=== OBJECTIVE ===
Express every line of the entries below as a JSON list of strings, one string per line, with blank lines omitted. Leave the pictures out of the list.

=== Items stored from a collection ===

[BEGIN]

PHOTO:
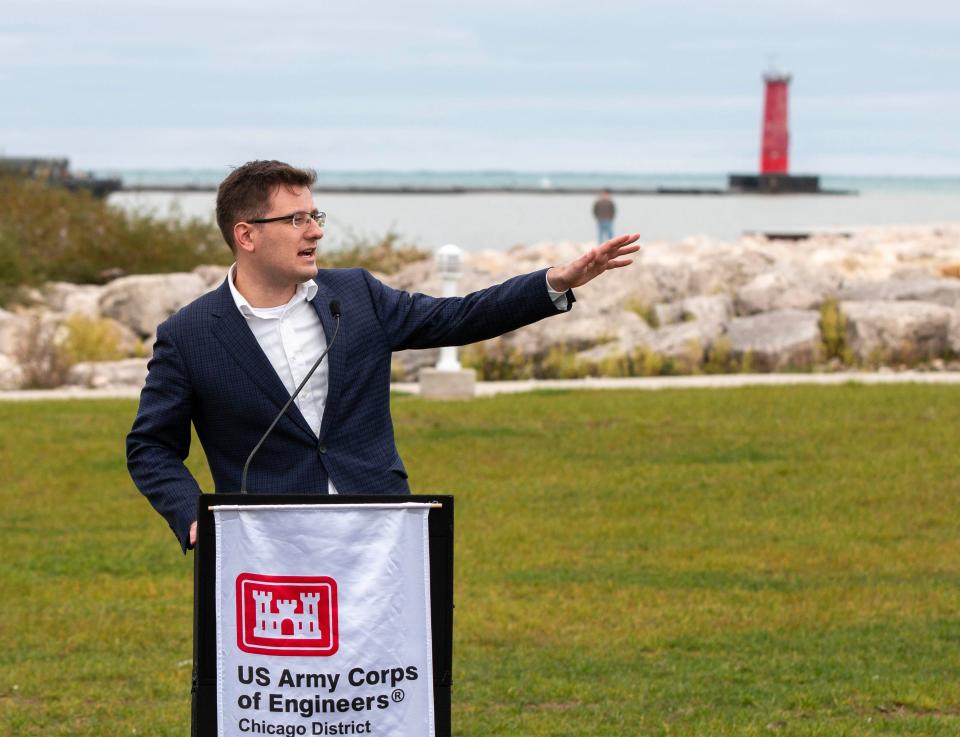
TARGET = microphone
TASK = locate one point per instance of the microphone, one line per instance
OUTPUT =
(335, 312)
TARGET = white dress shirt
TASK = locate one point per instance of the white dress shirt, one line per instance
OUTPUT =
(292, 338)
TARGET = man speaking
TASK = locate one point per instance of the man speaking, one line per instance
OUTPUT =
(229, 361)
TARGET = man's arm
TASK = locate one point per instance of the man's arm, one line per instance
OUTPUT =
(159, 441)
(420, 321)
(594, 262)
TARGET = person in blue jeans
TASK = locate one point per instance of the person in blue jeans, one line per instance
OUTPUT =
(604, 211)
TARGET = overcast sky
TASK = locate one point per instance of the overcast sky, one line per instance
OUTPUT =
(630, 85)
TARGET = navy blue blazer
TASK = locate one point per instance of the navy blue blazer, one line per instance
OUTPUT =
(208, 369)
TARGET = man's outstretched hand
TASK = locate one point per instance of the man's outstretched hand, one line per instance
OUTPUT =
(594, 262)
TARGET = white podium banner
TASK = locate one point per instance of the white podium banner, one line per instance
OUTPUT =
(323, 620)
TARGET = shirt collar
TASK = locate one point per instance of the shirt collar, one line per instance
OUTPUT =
(306, 291)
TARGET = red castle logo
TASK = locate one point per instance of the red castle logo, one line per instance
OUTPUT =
(287, 615)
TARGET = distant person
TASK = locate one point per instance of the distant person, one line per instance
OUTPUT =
(604, 211)
(227, 362)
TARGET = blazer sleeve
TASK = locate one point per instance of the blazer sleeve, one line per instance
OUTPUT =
(159, 441)
(413, 320)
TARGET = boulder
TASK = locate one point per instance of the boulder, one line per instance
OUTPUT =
(142, 302)
(711, 312)
(904, 330)
(11, 326)
(684, 341)
(944, 292)
(11, 375)
(782, 288)
(130, 372)
(777, 340)
(73, 299)
(212, 274)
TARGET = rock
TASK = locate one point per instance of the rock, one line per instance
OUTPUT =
(780, 289)
(73, 299)
(711, 312)
(777, 340)
(684, 342)
(11, 325)
(142, 302)
(212, 274)
(102, 374)
(11, 375)
(668, 313)
(907, 330)
(938, 291)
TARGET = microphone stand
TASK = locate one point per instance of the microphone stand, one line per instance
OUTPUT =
(335, 311)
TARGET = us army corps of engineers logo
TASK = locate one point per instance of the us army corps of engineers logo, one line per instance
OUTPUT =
(287, 615)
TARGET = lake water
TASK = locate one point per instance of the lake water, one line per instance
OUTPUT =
(501, 220)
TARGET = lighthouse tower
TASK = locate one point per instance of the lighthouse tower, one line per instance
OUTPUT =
(774, 149)
(774, 176)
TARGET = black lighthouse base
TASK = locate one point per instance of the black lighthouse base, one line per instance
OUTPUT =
(774, 183)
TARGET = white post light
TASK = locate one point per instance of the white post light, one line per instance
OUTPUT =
(450, 268)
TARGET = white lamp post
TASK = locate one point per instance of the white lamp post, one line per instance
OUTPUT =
(450, 268)
(448, 380)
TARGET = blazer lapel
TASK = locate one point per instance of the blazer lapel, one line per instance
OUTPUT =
(236, 337)
(335, 359)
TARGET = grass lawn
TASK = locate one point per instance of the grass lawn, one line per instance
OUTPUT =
(766, 561)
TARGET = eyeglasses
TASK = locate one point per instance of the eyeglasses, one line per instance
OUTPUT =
(297, 219)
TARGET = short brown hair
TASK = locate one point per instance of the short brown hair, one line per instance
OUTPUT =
(245, 193)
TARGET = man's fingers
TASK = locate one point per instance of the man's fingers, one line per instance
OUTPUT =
(621, 240)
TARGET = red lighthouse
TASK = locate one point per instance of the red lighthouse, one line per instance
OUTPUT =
(774, 176)
(774, 150)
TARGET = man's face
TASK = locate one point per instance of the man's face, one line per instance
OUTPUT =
(286, 256)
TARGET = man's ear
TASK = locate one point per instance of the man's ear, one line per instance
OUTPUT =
(243, 236)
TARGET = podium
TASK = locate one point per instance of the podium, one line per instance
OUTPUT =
(205, 644)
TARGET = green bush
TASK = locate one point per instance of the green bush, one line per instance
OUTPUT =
(51, 233)
(833, 333)
(89, 339)
(48, 233)
(385, 254)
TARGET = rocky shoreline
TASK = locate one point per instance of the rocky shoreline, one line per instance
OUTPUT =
(874, 297)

[END]

=== COMPLETE RESPONSE ===
[
  "PHOTO:",
  "TARGET = microphone",
  "TASK = locate one point per instance of the microphone, one line per instance",
  "OUTPUT =",
  "(335, 312)",
  "TARGET = white dress shirt",
  "TASK = locate one point per instance of the white dress shirt, one line per instance",
  "OUTPUT =",
  "(292, 338)",
  "TARGET = man speaking",
  "TASK = locate one point per instance of the man speaking, one line per instance",
  "OUTPUT =",
  "(229, 361)",
  "TARGET = man's arm",
  "TASK = locate one point per instance of the man's arm, one line per instance",
  "OUTPUT =",
  "(159, 441)",
  "(420, 321)",
  "(594, 262)",
  "TARGET = person in blue jeans",
  "TASK = locate one point per instance of the person in blue jeans, one line per instance",
  "OUTPUT =",
  "(604, 211)",
  "TARGET = overcast sky",
  "TASK = locate one point per instance of the overcast sky, one line per instance",
  "OUTPUT =",
  "(630, 85)",
  "TARGET = navy blue blazer",
  "TASK = locate one point per instance of the navy blue blazer, one line per instance",
  "OUTPUT =",
  "(208, 369)",
  "TARGET = man's outstretched hand",
  "TASK = locate one point per instance of the man's outstretched hand, one line per instance",
  "OUTPUT =",
  "(594, 262)",
  "TARGET = white podium banner",
  "TASK = locate one point per instance of the white podium banner, one line per instance",
  "OUTPUT =",
  "(323, 620)",
  "TARGET = shirt collar",
  "TASK = locate one point per instance of the shirt collar, one line per instance",
  "OUTPUT =",
  "(306, 291)",
  "TARGET = red castle logo",
  "TASK = locate one point per instance of the red castle logo, one line per instance",
  "OUTPUT =",
  "(287, 615)",
  "TARGET = distant person",
  "TASK = locate one point per instance of the distant person, one line per instance",
  "OUTPUT =",
  "(604, 211)",
  "(227, 362)",
  "TARGET = blazer sleeve",
  "TASK = locate one point per instance of the blazer sleeve, one line per instance",
  "OUTPUT =",
  "(159, 441)",
  "(413, 320)",
  "TARGET = boulder",
  "TASK = locate one point per instance of the boulder, one line per instance",
  "OUTPUT =",
  "(142, 302)",
  "(711, 312)",
  "(904, 330)",
  "(11, 326)",
  "(684, 341)",
  "(944, 292)",
  "(11, 375)",
  "(782, 288)",
  "(130, 372)",
  "(777, 340)",
  "(73, 299)",
  "(212, 274)",
  "TARGET = rock",
  "TASK = locate one point per instance of the rock, one line per instance",
  "OUTPUT =",
  "(780, 289)",
  "(73, 299)",
  "(711, 312)",
  "(777, 340)",
  "(684, 342)",
  "(11, 325)",
  "(142, 302)",
  "(212, 274)",
  "(102, 374)",
  "(11, 375)",
  "(668, 313)",
  "(907, 330)",
  "(938, 291)",
  "TARGET = microphone stand",
  "TASK = locate one point per instance of the microphone stand, one line per instance",
  "OUTPUT =",
  "(335, 311)",
  "TARGET = us army corps of engineers logo",
  "TASK = locate one point per instance of the us army corps of engineers logo, one line per instance",
  "OUTPUT =",
  "(287, 615)",
  "TARGET = lake water",
  "TASK = locate one point per instance of the lake water, one line per instance",
  "OUTPUT =",
  "(501, 220)",
  "TARGET = lighthouse tower",
  "TASK = locate one point per instance of the lighthouse tower, one line per instance",
  "OUTPUT =",
  "(774, 149)",
  "(774, 176)",
  "TARGET = black lighthouse base",
  "TASK = locate one point per instance of the black lighthouse base, one line per instance",
  "OUTPUT =",
  "(774, 183)",
  "TARGET = white post light",
  "TASK = locate one point per instance of the white post light, one line per instance",
  "OUTPUT =",
  "(450, 268)",
  "TARGET = white lamp post",
  "TASK = locate one point per instance of the white lamp post, one line per instance",
  "OUTPUT =",
  "(450, 268)",
  "(448, 380)",
  "TARGET = blazer lapel",
  "TASK = locate one point per instance of the blazer lapel, one line per instance",
  "OUTPUT =",
  "(236, 337)",
  "(335, 359)",
  "TARGET = grass lawn",
  "TASK = locate one point per instance of the grass lawn, one line per instance",
  "OUTPUT =",
  "(766, 561)",
  "TARGET = eyeglasses",
  "TASK = locate one point per instance of the eyeglasses, one line per instance",
  "OUTPUT =",
  "(297, 219)",
  "TARGET = short brown hair",
  "TASK = locate one point per instance of the short brown hair, one line per instance",
  "OUTPUT =",
  "(245, 193)",
  "TARGET = man's fingers",
  "TASK = locate one point per instance of the man's fingers, one line per instance",
  "OUTPUT =",
  "(621, 240)",
  "TARGET = red lighthouse",
  "TASK = locate one point per instance of the red lighthouse, one line per instance",
  "OUTPUT =",
  "(774, 176)",
  "(774, 150)",
  "TARGET = man's face",
  "TASK = locate one point per instance of the man's face, one line per instance",
  "OUTPUT =",
  "(286, 256)",
  "TARGET = man's ear",
  "TASK = locate one point per instance of the man's ear, one line per instance",
  "OUTPUT =",
  "(243, 236)",
  "TARGET = podium",
  "TASK = locate one point per instance of the podium, one line per instance",
  "OUTPUT =",
  "(205, 644)",
  "TARGET = green bush",
  "TASK = locate one point per instance of the green bush, one line per instance",
  "OUTPUT =",
  "(51, 233)",
  "(833, 333)",
  "(89, 339)",
  "(48, 233)",
  "(385, 254)",
  "TARGET = rocky shoreline",
  "TASK = locate one point per instance of the rocky shoreline, one line per instance",
  "OUTPUT =",
  "(874, 297)"
]